→ **Items**

--- --- ---

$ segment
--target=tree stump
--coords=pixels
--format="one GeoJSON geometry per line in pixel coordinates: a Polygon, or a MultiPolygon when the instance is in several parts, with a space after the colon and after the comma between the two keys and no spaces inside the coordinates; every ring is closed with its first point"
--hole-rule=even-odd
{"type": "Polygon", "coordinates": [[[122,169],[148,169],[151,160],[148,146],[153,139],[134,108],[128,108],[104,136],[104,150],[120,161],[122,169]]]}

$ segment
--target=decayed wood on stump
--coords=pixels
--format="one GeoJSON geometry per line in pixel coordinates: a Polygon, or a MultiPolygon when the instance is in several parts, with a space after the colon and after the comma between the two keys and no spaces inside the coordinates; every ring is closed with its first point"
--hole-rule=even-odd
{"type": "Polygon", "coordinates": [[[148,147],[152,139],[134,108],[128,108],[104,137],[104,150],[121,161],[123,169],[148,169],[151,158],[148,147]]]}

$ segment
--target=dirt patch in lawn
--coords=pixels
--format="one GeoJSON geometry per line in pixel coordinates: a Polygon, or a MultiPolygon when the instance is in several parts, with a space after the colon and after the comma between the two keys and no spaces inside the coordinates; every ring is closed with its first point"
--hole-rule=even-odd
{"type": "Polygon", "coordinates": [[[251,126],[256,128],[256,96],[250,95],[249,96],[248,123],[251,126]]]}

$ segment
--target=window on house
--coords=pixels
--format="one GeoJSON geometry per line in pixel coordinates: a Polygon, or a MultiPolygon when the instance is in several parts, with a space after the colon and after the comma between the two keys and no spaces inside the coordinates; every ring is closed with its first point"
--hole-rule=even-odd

--- --- ---

→ **Problem statement**
Repeat the entries above exactly, leaving nothing out.

→ **Worked answer**
$ segment
--target=tree stump
--coords=pixels
--format="one GeoJSON geometry per line in pixel coordinates: a Polygon, or a MultiPolygon when the instance is in several parts, with a space after the colon and after the comma between the two keys and no spaces inside the coordinates; every ring is closed with its first point"
--hole-rule=even-odd
{"type": "Polygon", "coordinates": [[[122,169],[148,169],[151,160],[148,146],[153,139],[134,108],[128,108],[104,136],[104,150],[120,161],[122,169]]]}

$ segment
--target=decayed wood on stump
--coords=pixels
--format="one GeoJSON geometry per line in pixel coordinates: a Polygon, or a MultiPolygon when the instance is in several parts, with a space after the colon and after the comma between the two keys and no spaces inside the coordinates; every ring is closed with its first point"
--hole-rule=even-odd
{"type": "Polygon", "coordinates": [[[148,147],[152,139],[134,108],[128,108],[104,137],[104,150],[121,161],[123,169],[148,169],[151,158],[148,147]]]}

$ segment
--target=dirt patch in lawn
--coords=pixels
--format="one GeoJSON geometry per line in pixel coordinates: a Polygon, or a MultiPolygon when the instance is in several parts, with a space after the colon and after the comma between the two keys and no spaces inside the coordinates; every ring is closed with its first point"
--hole-rule=even-odd
{"type": "Polygon", "coordinates": [[[251,126],[256,128],[256,96],[250,95],[249,96],[248,123],[251,126]]]}

$ segment
--target=window on house
--coords=pixels
--format="one GeoJSON geometry per line in pixel coordinates: a Polygon, or a MultiPolygon when the instance is in several parts, with a space after the colon and after the comma between the two keys and no spaces inside the coordinates; every ring is closed with its first point"
--hole-rule=even-odd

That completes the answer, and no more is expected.